What this task involves
Copy the data below exactly, omitting any picture it contains.

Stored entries
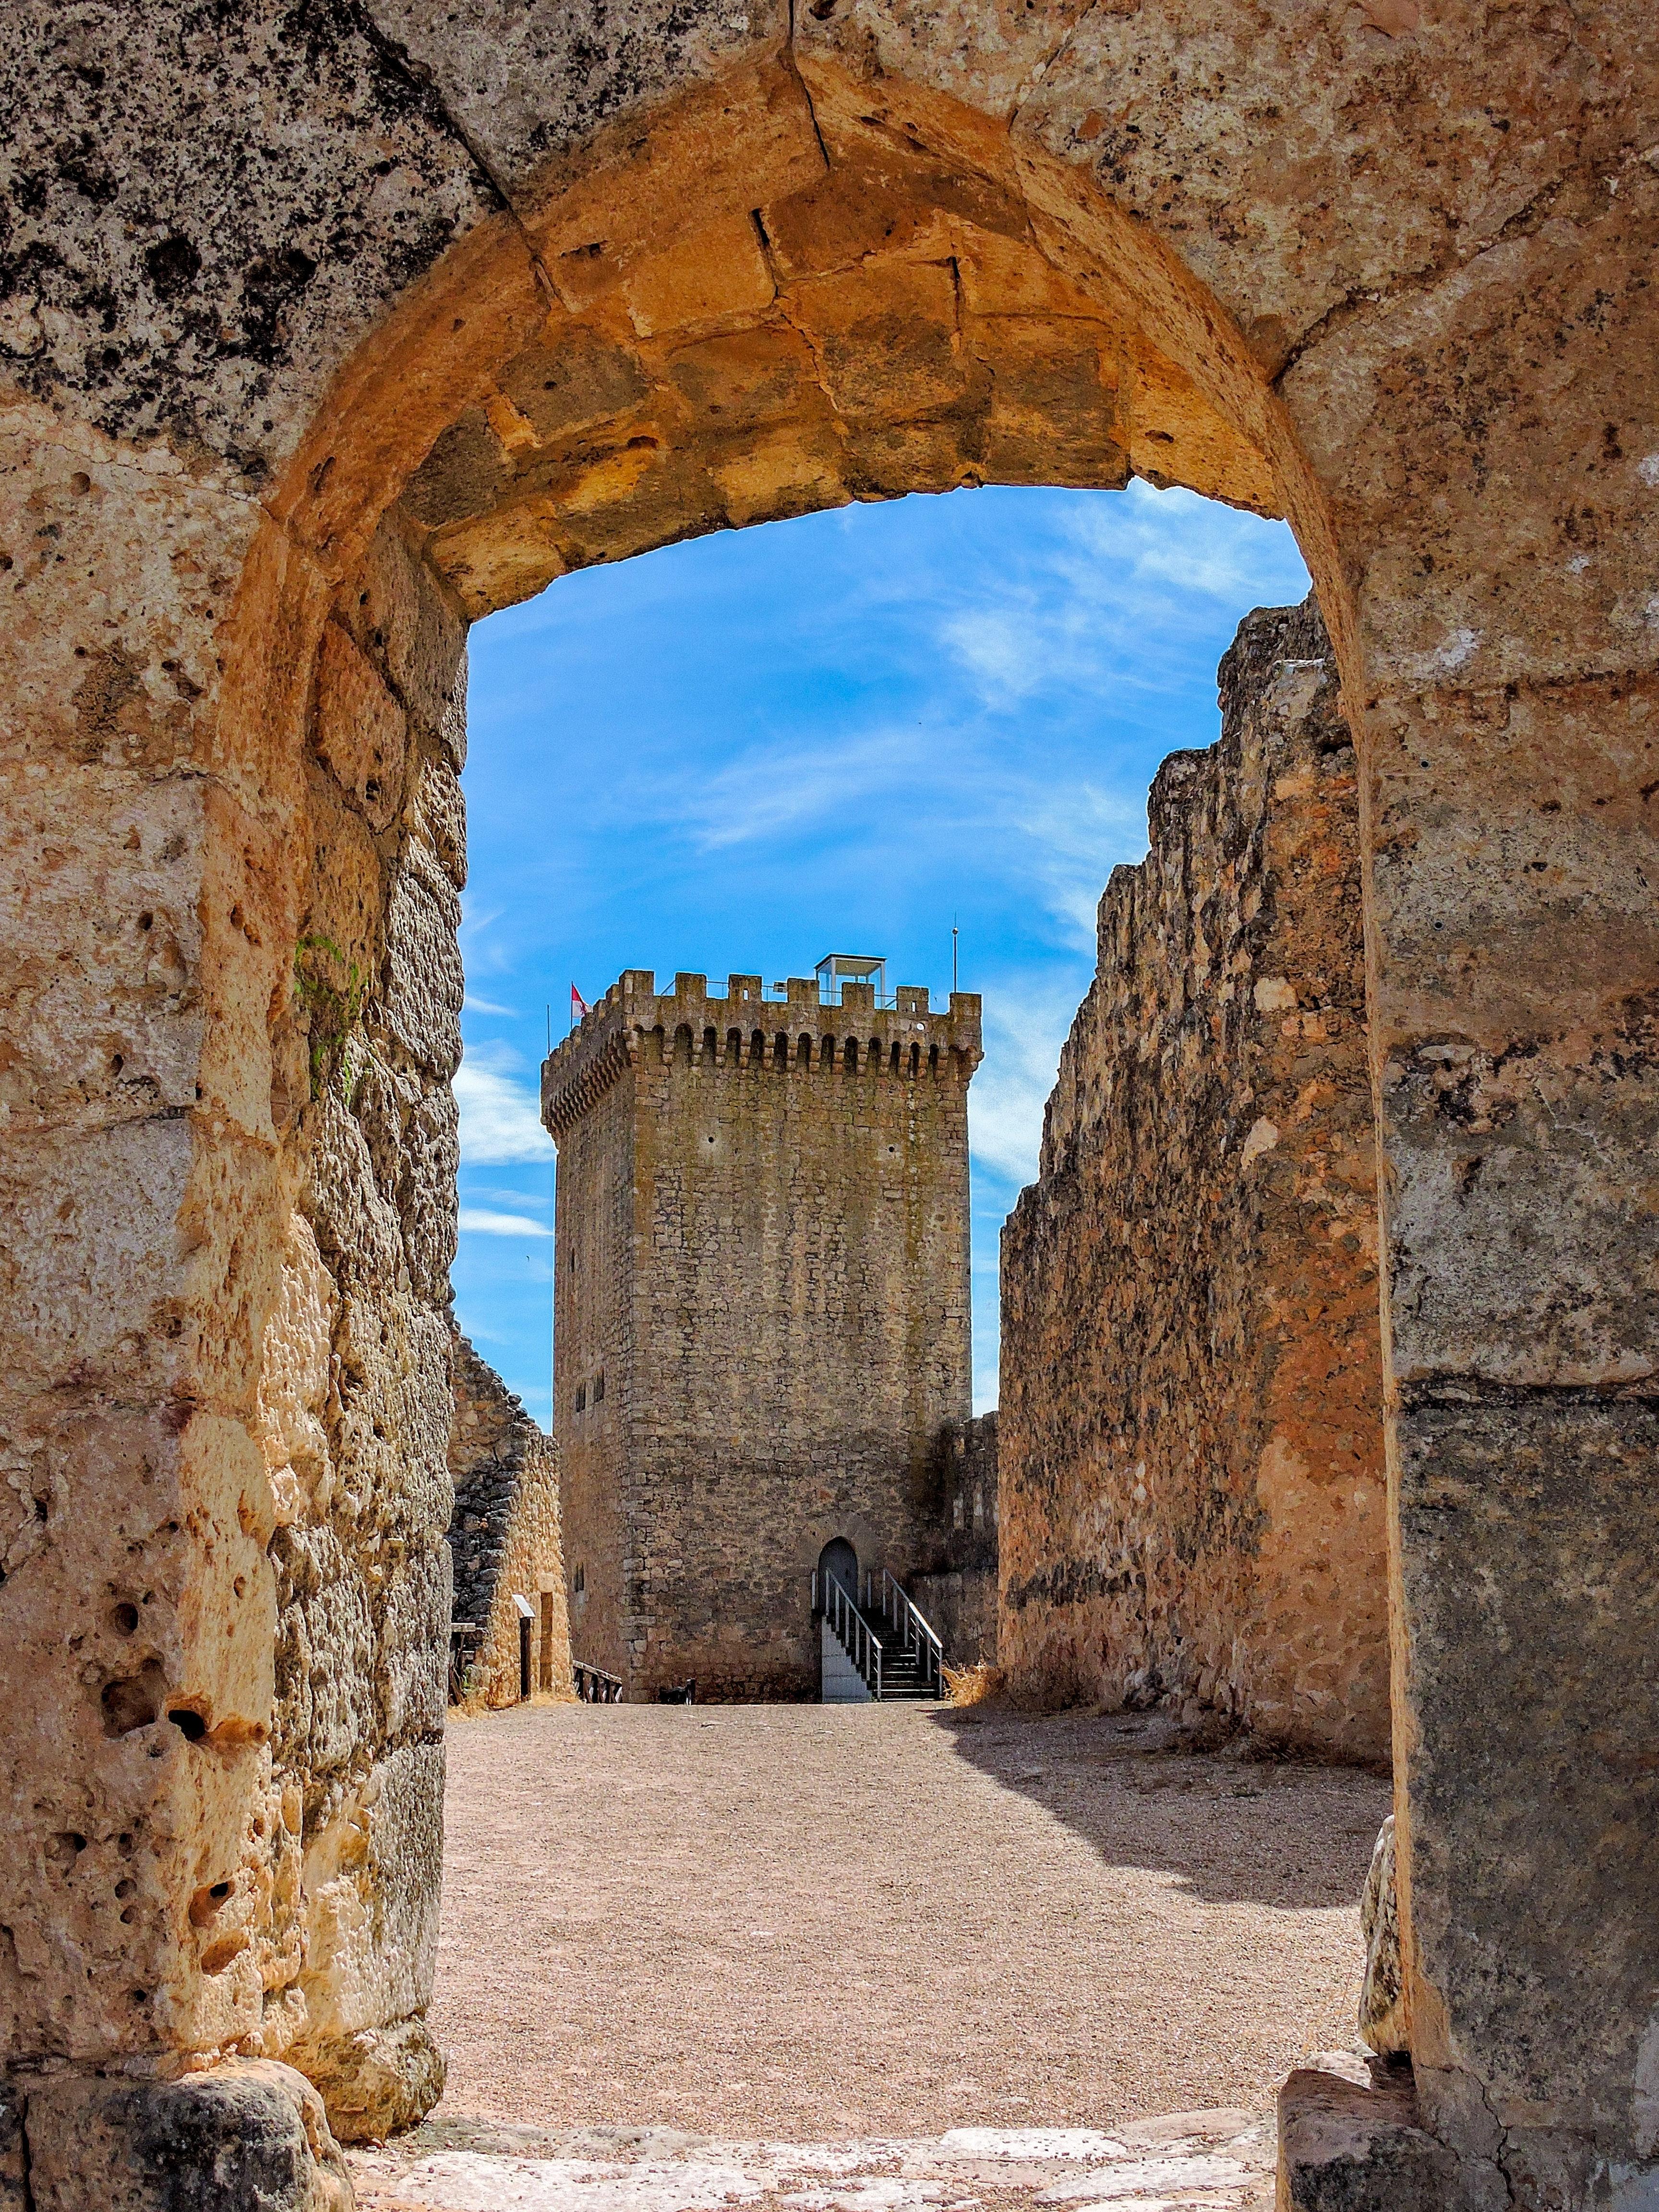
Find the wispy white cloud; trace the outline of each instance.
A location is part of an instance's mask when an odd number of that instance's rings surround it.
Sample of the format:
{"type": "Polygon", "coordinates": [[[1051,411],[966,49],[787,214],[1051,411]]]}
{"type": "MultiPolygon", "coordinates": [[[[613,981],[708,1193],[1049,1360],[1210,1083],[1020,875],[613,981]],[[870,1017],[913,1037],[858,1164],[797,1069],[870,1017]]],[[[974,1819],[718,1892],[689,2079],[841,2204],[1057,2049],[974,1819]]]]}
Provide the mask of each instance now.
{"type": "Polygon", "coordinates": [[[1042,1109],[1054,1087],[1065,1043],[1088,975],[1034,991],[1029,979],[988,996],[985,1060],[968,1094],[968,1141],[975,1160],[1012,1183],[1036,1175],[1042,1109]]]}
{"type": "Polygon", "coordinates": [[[518,1018],[519,1010],[516,1006],[498,1006],[493,999],[475,998],[471,991],[462,1000],[461,1004],[469,1014],[500,1014],[506,1021],[516,1021],[518,1018]]]}
{"type": "Polygon", "coordinates": [[[937,633],[985,705],[1006,712],[1045,691],[1109,684],[1156,690],[1160,653],[1207,622],[1203,602],[1260,595],[1271,580],[1299,597],[1305,575],[1273,526],[1194,494],[1139,482],[1110,500],[1079,501],[1023,562],[951,580],[937,633]]]}
{"type": "Polygon", "coordinates": [[[1145,799],[1139,792],[1091,783],[1064,792],[1029,783],[1014,795],[1008,819],[1030,841],[1032,888],[1060,924],[1065,942],[1092,954],[1107,878],[1120,861],[1138,860],[1146,852],[1145,799]]]}
{"type": "Polygon", "coordinates": [[[461,1227],[476,1237],[550,1237],[553,1231],[527,1213],[490,1213],[483,1206],[464,1206],[461,1227]]]}
{"type": "Polygon", "coordinates": [[[538,1101],[520,1073],[523,1063],[505,1045],[474,1045],[455,1074],[460,1109],[461,1160],[467,1167],[507,1166],[517,1160],[544,1165],[553,1139],[542,1127],[538,1101]]]}
{"type": "Polygon", "coordinates": [[[799,836],[850,805],[890,793],[915,778],[922,750],[914,729],[884,726],[824,745],[768,745],[711,776],[687,778],[674,812],[699,849],[799,836]]]}

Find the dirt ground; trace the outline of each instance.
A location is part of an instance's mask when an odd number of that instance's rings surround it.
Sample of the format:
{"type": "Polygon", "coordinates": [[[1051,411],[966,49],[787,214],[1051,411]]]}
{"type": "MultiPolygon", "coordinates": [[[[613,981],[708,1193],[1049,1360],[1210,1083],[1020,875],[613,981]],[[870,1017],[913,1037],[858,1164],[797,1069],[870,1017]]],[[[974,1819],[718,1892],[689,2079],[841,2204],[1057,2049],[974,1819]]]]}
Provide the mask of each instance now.
{"type": "Polygon", "coordinates": [[[434,2120],[800,2143],[1265,2112],[1353,2042],[1388,1786],[1133,1716],[449,1730],[434,2120]]]}

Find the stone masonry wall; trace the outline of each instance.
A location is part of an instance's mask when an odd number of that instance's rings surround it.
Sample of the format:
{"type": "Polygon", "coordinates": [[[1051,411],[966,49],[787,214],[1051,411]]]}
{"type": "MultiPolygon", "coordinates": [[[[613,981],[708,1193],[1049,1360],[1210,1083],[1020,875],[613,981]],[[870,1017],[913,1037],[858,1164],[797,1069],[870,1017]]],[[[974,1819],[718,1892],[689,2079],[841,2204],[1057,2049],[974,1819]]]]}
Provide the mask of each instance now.
{"type": "Polygon", "coordinates": [[[927,1563],[907,1587],[939,1632],[952,1667],[997,1656],[997,1417],[951,1421],[928,1468],[936,1531],[927,1563]]]}
{"type": "Polygon", "coordinates": [[[577,1656],[650,1696],[811,1698],[835,1537],[904,1579],[969,1411],[979,1005],[630,971],[548,1061],[555,1433],[577,1656]]]}
{"type": "MultiPolygon", "coordinates": [[[[359,1401],[371,1358],[291,1231],[308,1147],[272,1057],[315,652],[417,473],[471,613],[988,475],[1138,471],[1288,518],[1364,718],[1421,2114],[1469,2202],[1651,2195],[1651,5],[25,0],[14,24],[0,2033],[37,2202],[235,2201],[219,2069],[309,1972],[278,1798],[324,1885],[395,1810],[337,1862],[307,1807],[307,1776],[356,1769],[295,1754],[295,1684],[343,1698],[361,1646],[285,1656],[278,1698],[256,1397],[290,1300],[359,1401]],[[201,2132],[158,2173],[192,2085],[201,2132]]],[[[409,634],[385,672],[425,729],[409,634]]],[[[393,1277],[365,1312],[436,1404],[419,1303],[393,1277]]],[[[382,1510],[377,1420],[402,1449],[390,1395],[349,1434],[318,1417],[348,1528],[382,1510]]],[[[423,1551],[441,1524],[413,1517],[423,1551]]],[[[354,1534],[325,1586],[402,1575],[354,1534]]],[[[390,1969],[383,1998],[400,2017],[390,1969]]]]}
{"type": "Polygon", "coordinates": [[[318,662],[313,864],[278,1039],[274,1110],[307,1164],[262,1387],[275,1890],[298,1919],[291,1968],[274,1988],[267,1970],[256,2055],[300,2067],[346,2136],[407,2124],[443,2079],[425,2011],[450,1606],[465,635],[383,526],[318,662]]]}
{"type": "Polygon", "coordinates": [[[457,1629],[477,1632],[459,1642],[464,1686],[489,1705],[512,1705],[520,1696],[523,1616],[515,1600],[522,1596],[534,1608],[532,1690],[574,1697],[557,1449],[459,1333],[453,1359],[454,1621],[457,1629]]]}
{"type": "Polygon", "coordinates": [[[1318,612],[1259,611],[1220,742],[1114,872],[1003,1240],[1000,1656],[1389,1749],[1376,1167],[1354,754],[1318,612]]]}

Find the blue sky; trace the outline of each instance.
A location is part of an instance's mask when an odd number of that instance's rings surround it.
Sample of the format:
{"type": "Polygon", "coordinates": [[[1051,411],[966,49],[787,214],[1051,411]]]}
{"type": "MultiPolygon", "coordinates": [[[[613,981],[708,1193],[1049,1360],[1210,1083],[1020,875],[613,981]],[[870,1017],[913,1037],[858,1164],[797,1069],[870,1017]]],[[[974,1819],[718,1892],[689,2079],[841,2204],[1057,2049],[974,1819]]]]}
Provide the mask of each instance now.
{"type": "Polygon", "coordinates": [[[996,1403],[997,1237],[1146,847],[1164,755],[1212,743],[1216,662],[1299,599],[1288,530],[1187,492],[988,489],[843,507],[568,576],[472,633],[465,777],[461,1326],[544,1422],[546,1015],[624,968],[983,994],[969,1094],[975,1397],[996,1403]]]}

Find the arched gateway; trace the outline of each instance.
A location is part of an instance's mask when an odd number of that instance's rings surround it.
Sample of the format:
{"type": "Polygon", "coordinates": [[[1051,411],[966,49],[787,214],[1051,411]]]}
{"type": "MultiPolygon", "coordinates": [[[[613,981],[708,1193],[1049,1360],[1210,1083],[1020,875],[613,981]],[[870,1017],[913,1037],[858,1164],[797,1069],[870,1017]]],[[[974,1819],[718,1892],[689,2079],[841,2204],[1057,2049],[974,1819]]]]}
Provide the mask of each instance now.
{"type": "Polygon", "coordinates": [[[1361,746],[1413,2140],[1649,2201],[1651,11],[8,32],[4,2185],[435,2094],[468,620],[1138,471],[1289,517],[1361,746]]]}

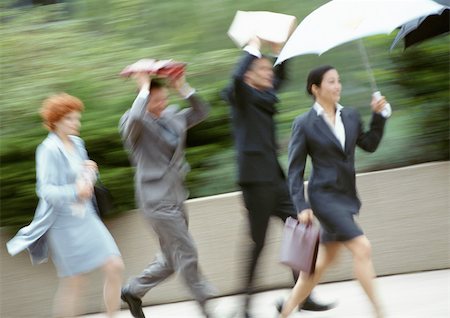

Answer to the exercise
Find the wispy white cloud; trace the outline of each instance.
A location is part of an instance's mask when an odd number of that instance's rings surround it.
Sample of the format:
{"type": "Polygon", "coordinates": [[[1051,411],[966,49],[787,214],[1051,411]]]}
{"type": "MultiPolygon", "coordinates": [[[[613,981],[708,1193],[1049,1360],[1210,1083],[1020,875],[613,981]],[[870,1017],[913,1037],[858,1164],[797,1069],[870,1017]]],[[[974,1819],[718,1892],[689,2079],[841,2204],[1057,2049],[974,1819]]]]}
Provide the mask of each instance now.
{"type": "Polygon", "coordinates": [[[1042,1109],[1054,1087],[1065,1043],[1088,975],[1034,991],[1029,979],[988,996],[985,1060],[968,1094],[968,1141],[975,1160],[1012,1183],[1036,1175],[1042,1109]]]}
{"type": "Polygon", "coordinates": [[[518,1018],[519,1010],[516,1006],[498,1006],[493,999],[475,998],[471,991],[462,1000],[461,1004],[469,1014],[500,1014],[506,1021],[516,1021],[518,1018]]]}
{"type": "Polygon", "coordinates": [[[937,633],[985,705],[1006,712],[1045,691],[1109,684],[1156,690],[1160,653],[1207,622],[1203,602],[1260,595],[1271,580],[1299,597],[1305,575],[1273,526],[1194,494],[1139,482],[1110,500],[1079,501],[1023,562],[951,580],[937,633]]]}
{"type": "Polygon", "coordinates": [[[1145,799],[1139,792],[1091,783],[1064,792],[1029,783],[1014,795],[1008,819],[1030,841],[1032,888],[1060,924],[1065,942],[1092,954],[1107,878],[1120,861],[1138,860],[1146,852],[1145,799]]]}
{"type": "Polygon", "coordinates": [[[461,1227],[476,1237],[550,1237],[553,1231],[527,1213],[490,1213],[483,1206],[464,1206],[461,1227]]]}
{"type": "Polygon", "coordinates": [[[538,1101],[520,1073],[523,1063],[505,1045],[474,1045],[455,1074],[460,1109],[461,1160],[467,1167],[507,1166],[517,1160],[544,1165],[553,1139],[542,1127],[538,1101]]]}
{"type": "Polygon", "coordinates": [[[799,836],[850,805],[890,793],[915,778],[922,750],[914,729],[884,726],[824,745],[768,745],[711,776],[687,778],[674,812],[699,849],[799,836]]]}

Find the dirt ground; trace the outline of each instance.
A location is part of an instance's mask when an odd number of that instance's rings surround it.
Sample of the format:
{"type": "Polygon", "coordinates": [[[1051,411],[966,49],[787,214],[1051,411]]]}
{"type": "MultiPolygon", "coordinates": [[[[613,981],[708,1193],[1049,1360],[1210,1083],[1020,875],[613,981]],[[870,1017],[913,1037],[858,1164],[797,1069],[870,1017]]],[[[974,1819],[718,1892],[689,2079],[841,2204],[1057,2049],[974,1819]]]]}
Provide the mask of each instance now.
{"type": "Polygon", "coordinates": [[[434,2120],[800,2143],[1265,2112],[1353,2042],[1388,1786],[1133,1716],[449,1730],[434,2120]]]}

Find the stone masonry wall; trace the outline of each instance.
A location is part of an instance's mask when an odd number of that instance's rings surround it.
Sample of the format:
{"type": "Polygon", "coordinates": [[[1051,411],[966,49],[787,214],[1051,411]]]}
{"type": "MultiPolygon", "coordinates": [[[[613,981],[708,1193],[1049,1360],[1210,1083],[1020,875],[613,981]],[[870,1017],[913,1037],[858,1164],[797,1069],[870,1017]]],[[[974,1819],[718,1892],[689,2079],[841,2204],[1057,2049],[974,1819]]]]}
Provide the mask of each instance now.
{"type": "Polygon", "coordinates": [[[927,1563],[907,1587],[939,1632],[952,1667],[997,1656],[997,1417],[951,1421],[928,1468],[936,1531],[927,1563]]]}
{"type": "Polygon", "coordinates": [[[577,1656],[650,1696],[811,1698],[835,1537],[904,1579],[969,1411],[979,1005],[630,971],[548,1061],[555,1433],[577,1656]]]}
{"type": "MultiPolygon", "coordinates": [[[[359,1401],[371,1358],[291,1231],[308,1147],[272,1057],[315,652],[417,473],[471,613],[988,475],[1138,471],[1288,518],[1364,718],[1421,2114],[1469,2202],[1651,2195],[1651,5],[25,0],[14,24],[0,2033],[37,2202],[235,2201],[219,2069],[309,1972],[278,1798],[324,1885],[395,1810],[337,1862],[307,1807],[307,1776],[356,1769],[295,1754],[295,1684],[343,1698],[361,1646],[285,1656],[278,1698],[256,1397],[290,1300],[359,1401]],[[201,2132],[158,2173],[192,2085],[201,2132]]],[[[409,634],[385,672],[425,729],[409,634]]],[[[393,1277],[365,1312],[436,1404],[419,1303],[393,1277]]],[[[382,1510],[377,1420],[402,1449],[390,1395],[349,1434],[318,1417],[348,1528],[382,1510]]],[[[423,1551],[441,1524],[413,1517],[423,1551]]],[[[354,1534],[325,1586],[402,1575],[354,1534]]],[[[390,1969],[383,1998],[400,2017],[390,1969]]]]}
{"type": "Polygon", "coordinates": [[[318,662],[313,864],[278,1039],[274,1110],[307,1164],[262,1387],[275,1890],[298,1919],[291,1968],[274,1988],[267,1970],[256,2055],[300,2067],[346,2136],[407,2124],[443,2079],[425,2011],[450,1606],[465,635],[383,526],[318,662]]]}
{"type": "Polygon", "coordinates": [[[457,1629],[477,1632],[459,1642],[464,1686],[489,1705],[512,1705],[520,1696],[523,1616],[515,1600],[522,1596],[534,1608],[532,1690],[574,1697],[557,1449],[459,1333],[453,1359],[454,1621],[457,1629]]]}
{"type": "Polygon", "coordinates": [[[1318,612],[1259,611],[1220,742],[1114,872],[1003,1240],[1000,1656],[1389,1749],[1376,1167],[1354,754],[1318,612]]]}

Find the blue sky; trace the outline of each instance.
A location is part of an instance's mask when an odd number of that instance's rings surround it.
Sample of the format:
{"type": "Polygon", "coordinates": [[[1051,411],[966,49],[787,214],[1051,411]]]}
{"type": "MultiPolygon", "coordinates": [[[[613,981],[708,1193],[1049,1360],[1210,1083],[1020,875],[613,981]],[[870,1017],[913,1037],[858,1164],[797,1069],[870,1017]]],[[[974,1819],[718,1892],[689,2079],[841,2204],[1057,2049],[974,1819]]]]}
Provide the mask of each instance now.
{"type": "Polygon", "coordinates": [[[996,1403],[997,1237],[1146,847],[1164,755],[1212,743],[1216,662],[1299,599],[1288,530],[1187,492],[988,489],[843,507],[568,576],[472,633],[465,777],[461,1326],[544,1422],[546,1015],[624,968],[983,994],[969,1094],[975,1397],[996,1403]]]}

Find the arched gateway; trace the outline of each instance.
A location is part of an instance's mask when an odd number of that instance's rings surround it.
Sample of the format:
{"type": "Polygon", "coordinates": [[[1051,411],[966,49],[787,214],[1051,411]]]}
{"type": "MultiPolygon", "coordinates": [[[[613,981],[708,1193],[1049,1360],[1210,1083],[1020,875],[613,981]],[[870,1017],[913,1037],[858,1164],[797,1069],[870,1017]]],[[[974,1819],[718,1892],[689,2079],[841,2204],[1057,2049],[974,1819]]]]}
Provide the mask of each instance now.
{"type": "Polygon", "coordinates": [[[1361,746],[1413,2140],[1649,2201],[1651,11],[8,32],[4,2185],[435,2094],[468,620],[1138,471],[1289,517],[1361,746]]]}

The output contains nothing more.